* [RECORDS FOR THIS TASK]
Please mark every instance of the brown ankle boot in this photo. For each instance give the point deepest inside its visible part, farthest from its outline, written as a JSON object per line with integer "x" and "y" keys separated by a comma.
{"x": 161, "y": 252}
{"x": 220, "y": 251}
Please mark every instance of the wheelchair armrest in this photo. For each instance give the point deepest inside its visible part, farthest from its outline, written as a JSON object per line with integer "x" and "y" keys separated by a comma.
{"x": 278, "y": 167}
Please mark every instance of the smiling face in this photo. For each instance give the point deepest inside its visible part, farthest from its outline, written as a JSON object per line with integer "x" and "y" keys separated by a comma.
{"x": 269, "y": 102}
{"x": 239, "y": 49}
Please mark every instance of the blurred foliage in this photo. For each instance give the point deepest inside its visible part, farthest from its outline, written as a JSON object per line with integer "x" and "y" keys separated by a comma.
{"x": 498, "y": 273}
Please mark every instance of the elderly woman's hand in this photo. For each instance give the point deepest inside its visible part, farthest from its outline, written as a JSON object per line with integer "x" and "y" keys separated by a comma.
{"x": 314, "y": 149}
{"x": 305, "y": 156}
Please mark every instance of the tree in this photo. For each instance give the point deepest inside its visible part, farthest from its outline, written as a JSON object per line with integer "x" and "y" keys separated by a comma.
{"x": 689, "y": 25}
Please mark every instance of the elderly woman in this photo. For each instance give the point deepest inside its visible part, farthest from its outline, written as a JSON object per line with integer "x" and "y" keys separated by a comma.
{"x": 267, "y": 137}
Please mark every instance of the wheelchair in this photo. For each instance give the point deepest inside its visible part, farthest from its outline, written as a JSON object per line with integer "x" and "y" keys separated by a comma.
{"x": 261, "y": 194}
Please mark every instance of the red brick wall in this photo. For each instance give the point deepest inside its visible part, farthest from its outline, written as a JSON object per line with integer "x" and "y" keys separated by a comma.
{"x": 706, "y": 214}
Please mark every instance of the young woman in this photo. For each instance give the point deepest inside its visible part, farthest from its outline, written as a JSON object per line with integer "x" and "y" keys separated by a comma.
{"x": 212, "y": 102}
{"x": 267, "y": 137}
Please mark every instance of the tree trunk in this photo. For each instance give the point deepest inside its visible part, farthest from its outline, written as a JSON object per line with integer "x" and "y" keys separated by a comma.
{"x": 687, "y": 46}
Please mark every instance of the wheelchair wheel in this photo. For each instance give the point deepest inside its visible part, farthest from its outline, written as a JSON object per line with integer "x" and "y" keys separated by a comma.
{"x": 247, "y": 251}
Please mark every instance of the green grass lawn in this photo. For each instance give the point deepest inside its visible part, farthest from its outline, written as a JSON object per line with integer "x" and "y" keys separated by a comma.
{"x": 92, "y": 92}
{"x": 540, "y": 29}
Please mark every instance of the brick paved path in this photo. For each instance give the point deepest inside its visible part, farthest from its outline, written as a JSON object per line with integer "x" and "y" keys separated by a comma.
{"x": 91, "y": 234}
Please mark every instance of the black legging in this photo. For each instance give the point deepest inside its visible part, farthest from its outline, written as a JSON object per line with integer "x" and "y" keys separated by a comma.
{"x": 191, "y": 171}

* [WHAT YOU SHOULD DO] In full and without alteration, write out each record.

* [TASK SOLUTION]
Please mark every instance of the brown ankle boot in this photo. For each instance give the point deepest inside its visible part, farthest from its outline, written as a JSON object per line with integer "x" and "y" keys separated by a comma.
{"x": 161, "y": 252}
{"x": 220, "y": 251}
Please mark every instance of the wheelchair armrest in this photo. For each instance give the point deepest inside its visible part, farthest from its outline, written as a JSON object per line with integer "x" and "y" keys separated by a comma.
{"x": 278, "y": 167}
Please mark every instance of the smiling face in this photo. For each instance give the point deepest inside its visible part, farthest from its outline, written as a JSON object per line with integer "x" and "y" keys separated by a comma.
{"x": 269, "y": 102}
{"x": 239, "y": 49}
Please mark every instance of the blurred foliage in this photo. For each instance give the point deepest inside its visible part, farthest from its outline, written as a JSON object per line with integer "x" and "y" keys separated by a comma.
{"x": 498, "y": 273}
Please mark every instance of the elderly woman's hand in this photo. For each instance give the point deepest inside its visible part, farthest from its outline, written as a JSON object per line with integer "x" and "y" keys separated by a comma.
{"x": 314, "y": 149}
{"x": 305, "y": 156}
Please mark every instance of the tree in this photo. For each instance give the point deepest inside its visible part, farthest from its outline, written as a JSON object per line with integer "x" and "y" keys separated by a comma.
{"x": 689, "y": 25}
Please mark every instance of the elderly woman in this photo. For each instance give the point deepest inside its visible part, farthest from its outline, written as a JSON object per line with integer "x" and "y" keys separated by a comma.
{"x": 267, "y": 137}
Please mark every instance of the wheelchair in this photo. For each instance give the point deepest inside its visible part, farthest from its outline, written as a JSON object per line with integer "x" and "y" keys separated by a comma.
{"x": 261, "y": 194}
Please mark every instance of the red brick wall in this photo. For each instance give the point deepest inside its visible part, farthest from its outline, written as a JSON object per line with integer "x" and "y" keys separated by a comma.
{"x": 706, "y": 214}
Please mark every instance of the young woman in this photo. For each instance give the point deepest inside its visible part, farthest from its outline, written as a JSON object per line with integer "x" and "y" keys separated by a comma.
{"x": 212, "y": 102}
{"x": 267, "y": 137}
Please mark every instance of the tree trunk in this photo. For each instance give the point deepest inside its visible part, farthest from its outline, written as a JSON object per line with integer "x" and "y" keys separated by a comma.
{"x": 687, "y": 46}
Please mark every instance of the wheelchair wheel in this photo. For each instance give the point deepest inside its visible part, farthest from its outline, written as a JSON object per line with integer "x" and "y" keys separated by a comma.
{"x": 247, "y": 251}
Please mark every instance of the green grass lawn in this photo. For each instance give the point deepest inside its visible part, farthest from its outline, written as a JSON object per line with integer "x" and "y" keys separated by a comma.
{"x": 92, "y": 92}
{"x": 540, "y": 29}
Please mark every instance of the brick paved path in this photo. For each instance give the point deepest inside its visible part, farthest from its outline, written as a JSON object per line with integer "x" and "y" keys separated by a comma.
{"x": 91, "y": 234}
Please mark every instance of the black legging in this photo. For each instance give the point deepest inside its visible part, farthest from its outline, written as a JSON object per line with integer "x" and "y" keys separated by a comma.
{"x": 191, "y": 171}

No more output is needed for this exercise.